WORK REQUIRED:
What is needed here is an exact copy of all the data.

INPUT FOR THIS TASK:

<<<<

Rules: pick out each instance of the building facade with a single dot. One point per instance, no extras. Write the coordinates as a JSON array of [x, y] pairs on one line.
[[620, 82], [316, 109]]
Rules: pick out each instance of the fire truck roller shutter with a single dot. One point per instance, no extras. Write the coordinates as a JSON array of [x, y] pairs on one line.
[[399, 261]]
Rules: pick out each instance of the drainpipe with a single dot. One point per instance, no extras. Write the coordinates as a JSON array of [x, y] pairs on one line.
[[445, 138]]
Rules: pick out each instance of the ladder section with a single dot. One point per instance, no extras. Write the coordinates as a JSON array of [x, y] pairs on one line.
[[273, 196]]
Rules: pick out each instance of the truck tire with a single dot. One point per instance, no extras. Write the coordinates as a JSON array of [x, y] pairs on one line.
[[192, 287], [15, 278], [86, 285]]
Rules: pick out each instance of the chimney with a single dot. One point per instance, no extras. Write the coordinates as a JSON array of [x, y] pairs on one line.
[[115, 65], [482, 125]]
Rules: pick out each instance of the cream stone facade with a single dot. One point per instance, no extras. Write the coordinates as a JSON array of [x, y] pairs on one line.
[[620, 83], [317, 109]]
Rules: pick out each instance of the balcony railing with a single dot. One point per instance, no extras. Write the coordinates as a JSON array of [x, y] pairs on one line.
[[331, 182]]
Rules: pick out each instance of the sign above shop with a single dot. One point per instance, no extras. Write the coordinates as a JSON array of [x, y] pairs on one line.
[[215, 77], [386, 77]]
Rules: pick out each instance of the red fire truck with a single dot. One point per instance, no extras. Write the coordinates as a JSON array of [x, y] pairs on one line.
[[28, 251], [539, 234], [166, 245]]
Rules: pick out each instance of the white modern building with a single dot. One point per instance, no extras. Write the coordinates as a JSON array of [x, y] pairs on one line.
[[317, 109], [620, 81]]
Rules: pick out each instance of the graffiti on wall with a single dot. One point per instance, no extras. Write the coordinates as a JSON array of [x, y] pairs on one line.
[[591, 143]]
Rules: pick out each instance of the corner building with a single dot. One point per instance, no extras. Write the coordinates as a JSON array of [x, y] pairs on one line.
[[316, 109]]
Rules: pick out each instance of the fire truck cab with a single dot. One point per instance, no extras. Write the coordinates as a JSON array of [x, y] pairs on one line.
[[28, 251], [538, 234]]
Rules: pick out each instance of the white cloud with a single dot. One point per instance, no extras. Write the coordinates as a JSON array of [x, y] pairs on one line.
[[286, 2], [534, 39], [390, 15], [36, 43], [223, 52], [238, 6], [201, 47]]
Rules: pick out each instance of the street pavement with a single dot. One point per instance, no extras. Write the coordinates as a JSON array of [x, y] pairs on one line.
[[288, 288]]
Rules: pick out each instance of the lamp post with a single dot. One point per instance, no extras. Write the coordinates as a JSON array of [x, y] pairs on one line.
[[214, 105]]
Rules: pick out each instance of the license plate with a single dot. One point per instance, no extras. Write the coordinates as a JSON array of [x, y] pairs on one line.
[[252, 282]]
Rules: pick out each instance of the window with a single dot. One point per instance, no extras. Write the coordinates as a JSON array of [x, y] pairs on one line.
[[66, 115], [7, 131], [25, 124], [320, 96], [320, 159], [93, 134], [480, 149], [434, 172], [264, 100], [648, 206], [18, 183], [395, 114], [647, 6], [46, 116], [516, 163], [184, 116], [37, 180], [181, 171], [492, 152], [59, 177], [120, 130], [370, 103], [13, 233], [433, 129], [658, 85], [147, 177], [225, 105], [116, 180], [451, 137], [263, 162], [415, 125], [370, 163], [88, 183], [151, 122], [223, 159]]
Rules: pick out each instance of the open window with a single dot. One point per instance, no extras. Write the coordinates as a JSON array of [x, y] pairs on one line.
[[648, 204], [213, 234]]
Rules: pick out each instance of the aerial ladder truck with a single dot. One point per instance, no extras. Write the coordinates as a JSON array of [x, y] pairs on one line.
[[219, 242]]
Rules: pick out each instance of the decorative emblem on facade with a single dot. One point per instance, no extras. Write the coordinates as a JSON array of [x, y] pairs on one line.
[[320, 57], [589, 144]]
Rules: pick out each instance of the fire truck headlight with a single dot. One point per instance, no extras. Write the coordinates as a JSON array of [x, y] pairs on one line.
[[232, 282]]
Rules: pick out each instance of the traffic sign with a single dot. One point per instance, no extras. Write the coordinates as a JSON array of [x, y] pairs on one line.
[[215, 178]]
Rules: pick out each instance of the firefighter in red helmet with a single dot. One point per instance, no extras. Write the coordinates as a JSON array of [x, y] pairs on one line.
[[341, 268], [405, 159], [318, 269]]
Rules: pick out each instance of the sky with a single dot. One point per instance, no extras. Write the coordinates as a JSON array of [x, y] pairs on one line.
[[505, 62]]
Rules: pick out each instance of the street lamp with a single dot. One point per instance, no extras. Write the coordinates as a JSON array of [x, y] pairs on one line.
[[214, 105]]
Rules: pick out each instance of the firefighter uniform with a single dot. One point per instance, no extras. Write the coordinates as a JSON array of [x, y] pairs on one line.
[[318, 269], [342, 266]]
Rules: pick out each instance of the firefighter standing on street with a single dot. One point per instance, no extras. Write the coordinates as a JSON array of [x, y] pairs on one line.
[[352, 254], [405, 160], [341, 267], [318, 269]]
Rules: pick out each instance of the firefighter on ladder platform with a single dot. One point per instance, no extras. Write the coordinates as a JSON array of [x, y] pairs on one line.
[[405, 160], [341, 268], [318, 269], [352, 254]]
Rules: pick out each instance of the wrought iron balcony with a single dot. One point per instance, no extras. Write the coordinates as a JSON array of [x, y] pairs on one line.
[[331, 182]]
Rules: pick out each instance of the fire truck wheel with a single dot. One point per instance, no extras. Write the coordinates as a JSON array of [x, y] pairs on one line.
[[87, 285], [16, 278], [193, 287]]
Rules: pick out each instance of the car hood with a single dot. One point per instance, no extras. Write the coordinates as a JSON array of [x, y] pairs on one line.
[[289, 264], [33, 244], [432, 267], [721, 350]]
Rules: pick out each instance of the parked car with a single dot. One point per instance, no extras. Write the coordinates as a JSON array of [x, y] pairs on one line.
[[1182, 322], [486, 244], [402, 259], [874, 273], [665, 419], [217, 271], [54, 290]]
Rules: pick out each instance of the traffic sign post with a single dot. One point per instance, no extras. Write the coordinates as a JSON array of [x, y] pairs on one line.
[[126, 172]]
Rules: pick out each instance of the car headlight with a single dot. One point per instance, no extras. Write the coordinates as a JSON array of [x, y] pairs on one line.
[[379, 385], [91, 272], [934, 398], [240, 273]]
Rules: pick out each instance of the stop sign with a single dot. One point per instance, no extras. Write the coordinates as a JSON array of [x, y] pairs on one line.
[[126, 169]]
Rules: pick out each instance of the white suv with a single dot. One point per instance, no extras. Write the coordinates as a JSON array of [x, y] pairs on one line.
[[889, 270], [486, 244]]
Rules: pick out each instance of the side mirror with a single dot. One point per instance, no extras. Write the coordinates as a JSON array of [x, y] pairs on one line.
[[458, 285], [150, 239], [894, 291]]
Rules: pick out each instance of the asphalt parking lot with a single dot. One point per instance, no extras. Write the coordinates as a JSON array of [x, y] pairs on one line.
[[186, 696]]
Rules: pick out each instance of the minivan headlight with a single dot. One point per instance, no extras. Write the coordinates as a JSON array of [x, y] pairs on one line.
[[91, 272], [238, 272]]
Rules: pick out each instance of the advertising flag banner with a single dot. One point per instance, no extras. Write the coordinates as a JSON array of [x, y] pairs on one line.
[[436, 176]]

>>>>

TASK RESULT:
Rules: pick out each instance of the building facade with a single dot. One point per instance, no extras. Write the coordinates as a JSON array of [x, y] pairs on one line.
[[620, 82], [316, 109]]
Rules: pick out each instance of the fire truck roller shutter with a single dot. One point per instance, no extras. Write the coordinates as a JSON array of [x, y] pairs on one line.
[[399, 261]]
Rules: pick out each instance of the drainpipe with a single dot. One point per instance, no extras. Write the coordinates as a JSON array of [x, y] pairs on one line.
[[445, 138]]
Rules: pick out each instance of the ladder section with a single dot. One point per instance, no extras. Write the coordinates as a JSON array of [x, y] pairs on one line.
[[273, 196]]
Rules: pick out each instance of the truck tire with a single dot. One point per instance, no extras. Write the coordinates as a JSON array of [x, y] pairs on one line.
[[192, 287], [15, 278], [86, 285]]
Rules: pick out each instance of the chimney with a single dot. One point per instance, no extras. Write the coordinates as a JSON array of [x, y] pairs on one line.
[[115, 65], [482, 125]]
Rules: pick out each instance of the cream stone facade with a single dot. One point per instance, no extras. Write the coordinates as a JSON array of [x, y] pairs on one line.
[[620, 83], [317, 109]]
Rules: pick out each instance of the balcony railing with a single dot. One point per instance, no extras. Write the coordinates as a JSON array of [x, y] pairs on one line.
[[331, 182]]
Rules: pick out each instance of the sign above shop with a single dot. One point per instance, no extras. Write the coordinates as a JSON array of [x, y] pairs on one line.
[[215, 77], [386, 77]]
Rules: pick out each instance of the red fire truck with a single dot. One point per instance, no extras. Write the coordinates as a JSON array of [x, y] pairs on one line.
[[28, 251], [539, 234], [166, 245]]
Rules: pick out each instance of the white modern building with a single dot. One point per instance, no extras. Write the coordinates as a JSON array of [x, y] pairs on one line.
[[317, 109], [620, 81]]
Rules: pick out each instance of the graffiti on wall with a single dot. One point per instance, no extras. Write the coordinates as a JSON array of [x, y] pairs on one line.
[[591, 143]]
Rules: pick out each instance of the corner building with a single dot. One point per instance, no extras. Write the coordinates as a JSON array of [x, y] pairs on one line.
[[316, 109]]
Rules: pick out each instance of the fire truck cab with a single dot. One point per instance, no extras. Write the coordinates as a JSON array of [x, y] pairs on one line.
[[28, 251], [538, 234]]
Rules: pick out each instance of the white cloud with a single dot. One point per instance, no extras. Write the coordinates as a JSON array of [x, y] pairs on one line.
[[286, 2], [534, 39], [390, 15], [36, 43], [223, 52], [238, 6], [201, 47]]
Rules: pick out each instance of the street pavement with a single dot. One point per instance, no extras. Write the coordinates as a JSON array of [x, y] pairs on one line.
[[288, 288]]
Rules: pick out each instance of the lamp post with a single dot. One point per instance, no extras. Write the coordinates as a JSON array of [x, y] pairs on one line.
[[214, 105]]
Rules: pick out each instance of the license plate with a single dot. One point per instance, no extras. Write the coordinates as a JSON array of [x, y] pairs on one line.
[[252, 282]]
Rules: pick out each instance of the window with a single dot. One point per instance, no extras. Write the coordinates as a JSON array of [x, y] pairs on one line.
[[66, 115], [7, 131], [25, 124], [320, 96], [320, 159], [93, 134], [480, 149], [434, 172], [264, 100], [648, 206], [18, 183], [395, 114], [647, 6], [46, 116], [516, 163], [184, 116], [37, 180], [181, 171], [492, 152], [59, 177], [120, 130], [370, 103], [13, 233], [433, 129], [658, 85], [147, 177], [225, 105], [116, 180], [451, 137], [263, 162], [415, 125], [370, 163], [88, 183], [151, 122], [223, 159]]
Rules: pick out each instance of the open window with a single dot. One point per instance, no extras. Write the coordinates as a JSON array of [x, y] pairs on one line.
[[648, 204], [213, 234]]
Rules: pick out each instance of the aerial ladder truck with a single dot. One point per instance, no extras. Write the coordinates as a JSON array of [x, y] pairs on one line.
[[219, 242]]
Rules: pick out each instance of the decorative emblem on facade with a single dot. One point per instance, no extras. Write the coordinates as a JSON array of [x, y] pairs on one line.
[[320, 57], [589, 144]]
Rules: pick out each instance of the fire truck headlight with a single dot. One point per instance, no extras. Write the coordinates as a JSON array of [x, y] pairs on one line.
[[232, 282]]
Rules: pick out each instance of the traffic sign with a single dot. One point per instance, no extras. Write the coordinates as a JSON array of [x, y] pairs on one line.
[[215, 178]]
Rules: pick out each instance of the firefighter in red helmet with a single dot. One point per instance, no extras. Write the coordinates as a JSON array of [x, y] pairs on one line.
[[341, 268], [405, 159], [318, 269]]
Rules: pick out each instance of the sky with a single dot. One point per instance, no extras. Write the coordinates as a JSON array of [x, y] pairs on one line.
[[505, 62]]
Rules: pick out each instance of the street lamp with a single dot. One point per instance, no extras. Write the coordinates as a JSON array of [x, y] pairs on one line.
[[214, 105]]
Rules: pick out each instance of the firefighter uniform with a single dot. One point per instance, no extras. Write the coordinates as a JSON array of [x, y] pairs on one line.
[[318, 269], [342, 266]]
Rules: pick out each instance of the firefighter standing on street with a single dot. One point per instance, no extras. Write the coordinates as a JSON array of [x, y] pairs on one line.
[[352, 254], [405, 160], [341, 267], [318, 269]]
Rules: pick out each instance of the firefighter on ladder platform with a single dot. One point per instance, no extras. Write the coordinates as a JSON array of [x, y] pairs on one line.
[[405, 160], [341, 268], [318, 269], [352, 254]]
Rules: pick out each instance of the wrought iron balcony with a single dot. One point per instance, no extras. Write the coordinates as a JSON array of [x, y] pairs on one line.
[[331, 182]]
Rules: pick out each instance of the fire truck wheel with a single dot. One point per instance, no extras. Write the coordinates as a JSON array of [x, y] pairs on one line.
[[87, 285], [16, 278], [193, 287]]
Rules: pick out each instance of the car hood with a single dot. One point per instance, no extras. Write the coordinates as a JSON array of [x, y] pairs on one line.
[[289, 264], [33, 244], [432, 267], [721, 350]]
Rules: pick out each instance of the parked car with a single dot. One point per instance, no extras. Write the coordinates as a JSON array of [x, y] pairs on one line.
[[1182, 322], [486, 244], [402, 259], [874, 273], [665, 419], [217, 271], [54, 290]]
Rules: pick out each instance of the traffic sign post with a single dot. One point per instance, no extras. Write the coordinates as a JSON array of [x, y] pairs on one line.
[[126, 172]]
Rules: pick out each instance of the car headlight with a single dot. One point per instance, no extras. Write the coordinates as a JSON array of [x, y] pairs on one line.
[[379, 385], [91, 272], [934, 398], [240, 273]]
Rules: pick out each instance of the stop sign with a single dot. One point per instance, no extras. Write the coordinates as a JSON array of [x, y] pairs on one line.
[[126, 169]]
Rules: pick out each instance of the white suv with a single dot. One point per instance, no extras. Write the coordinates as a JSON array of [x, y] pairs on one line.
[[889, 270], [486, 244]]
Rules: pick out each instance of the side mirror with a single dot. One point per instance, no extras. Write the coordinates as a JSON array of [x, y] pairs on one line.
[[458, 285], [150, 239], [894, 291]]
Rules: pick out each instance of the asphalt parking lot with a single dot. One point per instance, no extras. Write the coordinates as a JSON array of [x, y] pairs on one line.
[[186, 696]]
Rules: pick out each instance of the minivan headlight with a single dot. One point per instance, no extras. Write the coordinates as a JSON array of [x, y] pairs on one line.
[[91, 272], [238, 272]]
Rules: pick out each instance of the advertising flag banner with a single dot. One point per instance, no extras. Write the coordinates as a JSON array of [x, y] pairs on one line.
[[436, 176]]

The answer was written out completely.